▶ [Text excerpt]:
- - - - -
# Introducing Oliver



## cwag (Apr 25, 2017)

What a cutie. I love seeing puppies with their kids. I'm glad everything is going well.


----------



## Emmdenn (Jun 5, 2018)

I'm so so glad he is settling in well, he is a cutie for for. Love the photos with the kids. I remember as a kid, my grandmother took in her neighbors golden retriever boy, who LOVED my sister and me. He was the very very best dog and I have so many memories of growing up with him. I'm sure he is where my love for golden retrievers started.


----------



## diane0905 (Aug 20, 2010)

Very sweet! I’m so happy Oliver is a part of your family now. He’s so cute!! I’m sure the kids are thrilled. Great photos


----------



## OscarsDad (Dec 20, 2017)

Hooray!!! A dream come true. He looks like he already owns the place! And he retrieves?!? I'm jealous! Love the pictures and love the love.


----------



## CAROLINA MOM (May 12, 2009)

Congratulations Oliver is beautiful!

Great pictures and video. Enjoy every second with him.


----------



## OscarsDad (Dec 20, 2017)

Ha! Yet another stuffed goose. We have two. Great choice!


----------



## Miranda Gallegos (Aug 18, 2019)

Thanks so much everyone. It’s been a long wait that was well worth it. I still don’t think it’s hit me yet that I have my dog!


----------



## OscarsDad (Dec 20, 2017)

Yeah sometimes I look over at Oskie snuggled into one of his three beds and have the same reaction, "We have a dog!!!."


----------



## Miranda Gallegos (Aug 18, 2019)




----------



## CAROLINA MOM (May 12, 2009)

Great pictures, especially the second one, he's so cute!


----------



## sophieanne (Feb 4, 2014)
- - - - -
▶ [Apply what you read]:
- 1) According to the thread introducing Oliver, how many beds does Oskie have?
- 2) Continue the thread introducing Oliver from the point where it stops.
These dataset entries come from a source unrelated to the thread introducing Oliver.

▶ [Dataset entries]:
- - - - -
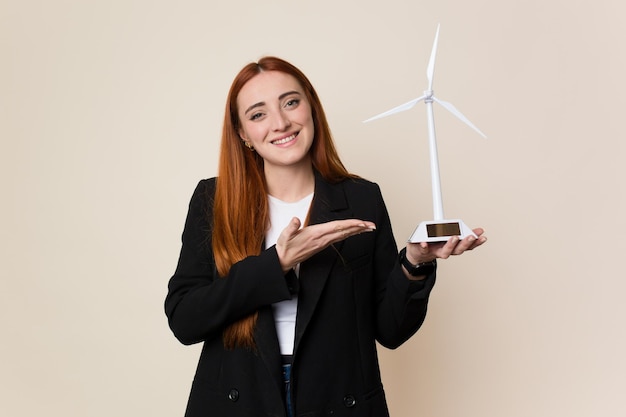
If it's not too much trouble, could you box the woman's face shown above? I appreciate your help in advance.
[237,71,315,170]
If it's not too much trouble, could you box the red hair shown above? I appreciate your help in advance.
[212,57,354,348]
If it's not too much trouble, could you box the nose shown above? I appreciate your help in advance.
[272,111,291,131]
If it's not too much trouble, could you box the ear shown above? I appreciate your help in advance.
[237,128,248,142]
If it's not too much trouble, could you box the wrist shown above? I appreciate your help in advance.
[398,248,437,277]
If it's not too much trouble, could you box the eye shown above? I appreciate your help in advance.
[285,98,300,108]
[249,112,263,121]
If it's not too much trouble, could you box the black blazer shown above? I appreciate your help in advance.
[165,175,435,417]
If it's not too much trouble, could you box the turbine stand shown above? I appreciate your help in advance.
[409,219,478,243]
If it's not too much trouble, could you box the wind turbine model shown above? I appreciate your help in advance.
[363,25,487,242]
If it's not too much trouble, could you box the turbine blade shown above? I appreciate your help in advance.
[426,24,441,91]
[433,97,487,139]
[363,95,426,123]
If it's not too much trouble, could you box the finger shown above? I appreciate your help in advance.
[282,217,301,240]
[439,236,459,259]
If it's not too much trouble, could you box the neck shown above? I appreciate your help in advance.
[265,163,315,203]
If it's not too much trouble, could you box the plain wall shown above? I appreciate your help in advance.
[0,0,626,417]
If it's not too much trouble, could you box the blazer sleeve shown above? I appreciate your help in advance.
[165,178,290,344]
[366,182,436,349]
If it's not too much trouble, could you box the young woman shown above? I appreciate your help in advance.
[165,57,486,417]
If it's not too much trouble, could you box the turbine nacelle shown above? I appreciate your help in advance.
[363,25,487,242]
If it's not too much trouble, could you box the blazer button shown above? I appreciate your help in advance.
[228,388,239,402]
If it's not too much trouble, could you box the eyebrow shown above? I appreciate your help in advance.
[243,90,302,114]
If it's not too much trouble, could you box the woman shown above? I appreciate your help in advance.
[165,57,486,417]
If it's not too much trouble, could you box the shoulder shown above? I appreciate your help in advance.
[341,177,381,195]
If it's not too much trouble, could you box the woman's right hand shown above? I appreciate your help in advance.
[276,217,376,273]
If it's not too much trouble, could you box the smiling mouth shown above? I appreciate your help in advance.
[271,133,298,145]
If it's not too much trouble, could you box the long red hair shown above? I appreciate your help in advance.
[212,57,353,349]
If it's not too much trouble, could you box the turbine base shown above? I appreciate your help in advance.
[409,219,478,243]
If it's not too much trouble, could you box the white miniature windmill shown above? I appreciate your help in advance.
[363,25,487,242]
- - - - -
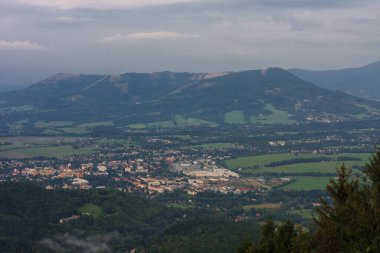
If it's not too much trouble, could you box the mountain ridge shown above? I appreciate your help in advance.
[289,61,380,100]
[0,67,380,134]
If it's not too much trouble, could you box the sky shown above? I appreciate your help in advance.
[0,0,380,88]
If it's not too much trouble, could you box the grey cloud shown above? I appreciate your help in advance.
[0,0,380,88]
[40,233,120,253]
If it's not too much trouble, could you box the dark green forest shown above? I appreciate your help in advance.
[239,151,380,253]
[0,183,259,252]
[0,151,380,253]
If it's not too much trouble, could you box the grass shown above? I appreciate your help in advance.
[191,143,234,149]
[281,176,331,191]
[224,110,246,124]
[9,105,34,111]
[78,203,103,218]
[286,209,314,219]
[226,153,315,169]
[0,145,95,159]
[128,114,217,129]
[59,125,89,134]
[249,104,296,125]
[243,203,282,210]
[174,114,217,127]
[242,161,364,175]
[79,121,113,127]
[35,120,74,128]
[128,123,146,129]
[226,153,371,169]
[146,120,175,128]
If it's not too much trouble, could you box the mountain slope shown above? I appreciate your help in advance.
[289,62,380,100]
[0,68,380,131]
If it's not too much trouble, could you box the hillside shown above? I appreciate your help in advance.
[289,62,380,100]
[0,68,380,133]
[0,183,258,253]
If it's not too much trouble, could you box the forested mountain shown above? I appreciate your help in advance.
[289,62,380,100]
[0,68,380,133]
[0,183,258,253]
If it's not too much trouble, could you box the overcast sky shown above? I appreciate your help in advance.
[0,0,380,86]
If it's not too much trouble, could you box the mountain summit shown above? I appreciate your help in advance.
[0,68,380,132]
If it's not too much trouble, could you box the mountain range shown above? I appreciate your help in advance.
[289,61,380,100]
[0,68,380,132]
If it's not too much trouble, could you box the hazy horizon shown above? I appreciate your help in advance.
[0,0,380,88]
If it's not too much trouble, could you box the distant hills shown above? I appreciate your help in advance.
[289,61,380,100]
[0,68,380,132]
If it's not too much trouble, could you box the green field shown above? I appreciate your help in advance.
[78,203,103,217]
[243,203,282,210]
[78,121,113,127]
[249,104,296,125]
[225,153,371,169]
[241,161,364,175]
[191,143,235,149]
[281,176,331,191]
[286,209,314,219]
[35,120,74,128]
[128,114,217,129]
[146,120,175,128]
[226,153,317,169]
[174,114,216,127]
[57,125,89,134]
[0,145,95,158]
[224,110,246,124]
- - - - -
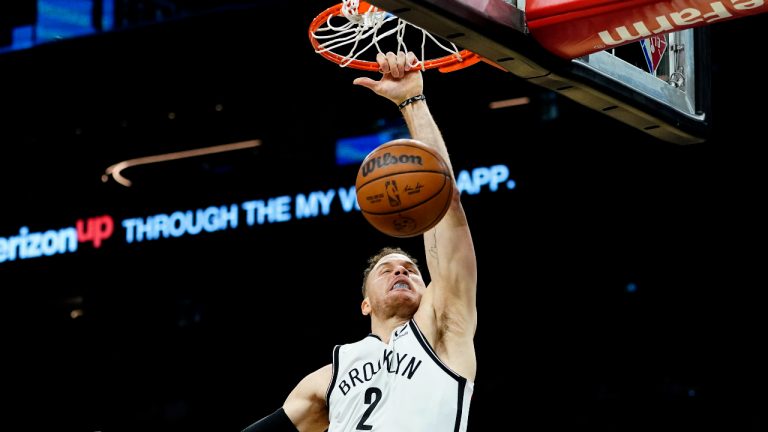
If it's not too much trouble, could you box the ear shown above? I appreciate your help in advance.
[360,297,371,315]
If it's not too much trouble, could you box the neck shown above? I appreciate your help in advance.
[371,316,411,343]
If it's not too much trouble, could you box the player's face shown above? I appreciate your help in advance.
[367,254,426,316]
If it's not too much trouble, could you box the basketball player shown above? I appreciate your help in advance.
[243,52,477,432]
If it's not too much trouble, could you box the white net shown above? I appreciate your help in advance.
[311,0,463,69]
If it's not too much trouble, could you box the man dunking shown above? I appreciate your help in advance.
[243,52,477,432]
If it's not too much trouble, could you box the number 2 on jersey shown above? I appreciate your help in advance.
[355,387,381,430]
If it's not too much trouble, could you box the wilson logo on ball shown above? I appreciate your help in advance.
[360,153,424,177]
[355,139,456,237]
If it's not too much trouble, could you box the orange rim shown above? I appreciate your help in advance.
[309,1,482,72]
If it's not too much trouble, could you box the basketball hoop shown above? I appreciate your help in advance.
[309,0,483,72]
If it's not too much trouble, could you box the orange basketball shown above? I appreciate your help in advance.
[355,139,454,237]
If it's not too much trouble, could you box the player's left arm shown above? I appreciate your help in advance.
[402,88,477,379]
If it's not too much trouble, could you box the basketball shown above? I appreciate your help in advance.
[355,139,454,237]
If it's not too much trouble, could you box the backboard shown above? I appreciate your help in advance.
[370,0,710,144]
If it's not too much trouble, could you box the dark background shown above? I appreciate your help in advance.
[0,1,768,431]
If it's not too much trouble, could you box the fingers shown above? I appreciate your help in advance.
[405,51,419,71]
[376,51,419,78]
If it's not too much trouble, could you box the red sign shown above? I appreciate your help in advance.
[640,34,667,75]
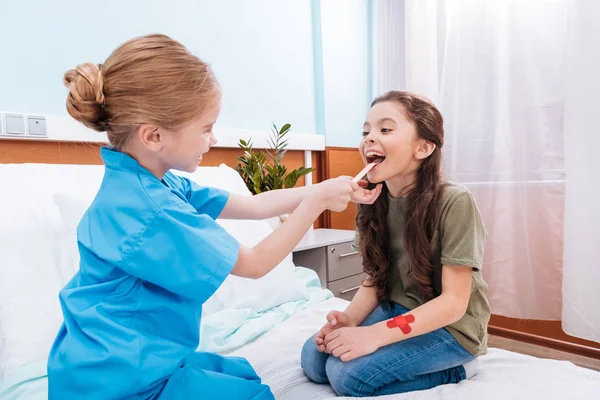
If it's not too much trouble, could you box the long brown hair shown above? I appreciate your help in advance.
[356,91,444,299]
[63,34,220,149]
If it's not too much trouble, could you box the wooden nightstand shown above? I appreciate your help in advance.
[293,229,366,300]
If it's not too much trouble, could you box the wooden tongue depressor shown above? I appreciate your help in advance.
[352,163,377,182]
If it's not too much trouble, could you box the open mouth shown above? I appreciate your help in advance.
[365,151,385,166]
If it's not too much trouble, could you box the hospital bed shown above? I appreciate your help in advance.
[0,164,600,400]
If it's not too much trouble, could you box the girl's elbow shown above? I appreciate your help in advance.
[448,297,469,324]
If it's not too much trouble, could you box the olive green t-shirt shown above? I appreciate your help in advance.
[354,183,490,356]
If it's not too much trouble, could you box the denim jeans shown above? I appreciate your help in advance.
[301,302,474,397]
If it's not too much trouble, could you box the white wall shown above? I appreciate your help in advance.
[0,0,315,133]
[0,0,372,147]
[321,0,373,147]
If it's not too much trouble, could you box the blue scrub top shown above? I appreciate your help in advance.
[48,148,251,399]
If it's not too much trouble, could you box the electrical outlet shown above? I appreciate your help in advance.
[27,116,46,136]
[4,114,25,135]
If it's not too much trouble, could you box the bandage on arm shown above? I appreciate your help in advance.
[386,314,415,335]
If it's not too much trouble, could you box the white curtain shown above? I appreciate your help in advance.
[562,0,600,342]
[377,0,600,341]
- - - - -
▶ [Answers to the exercises]:
- 1) Three.

- 2)
Oliver is a handome fellow! I'ld want to hold and cuddle him from morning to night


----------



## cwag (Apr 25, 2017)

I can't believe how fast he's growing. I do remember thinking with Rukie; the puppy who came out of the crate in the morning was clearly bigger than the night before. He looks like a relaxed and happy boy.


----------



## dlmrun2002 (Mar 4, 2011)

Oliver looks awesome. He's gonna get a ton of love from your family. I can see he's already close to the kids. Wishing Oliver and your family a golden and healthy future together.

dlm ny country


----------



## Miranda Gallegos (Aug 18, 2019)

__ https://www.facebook.com/635588026/posts/10156929465848027


----------



## OscarsDad (Dec 20, 2017)

Two gentle guys!


----------



## Miranda Gallegos (Aug 18, 2019)




----------



## Miranda Gallegos (Aug 18, 2019)




----------



## OscarsDad (Dec 20, 2017)

Thanks for the update. Glad all is going well!


----------



## Miranda Gallegos (Aug 18, 2019)

Tonight is my first night back at work and I miss Oliver like crazy. With my husband and kiddos looking after him he has had accidents in the house that don’t happen with me. I suppose they aren’t as careful since it’s mainly my dog.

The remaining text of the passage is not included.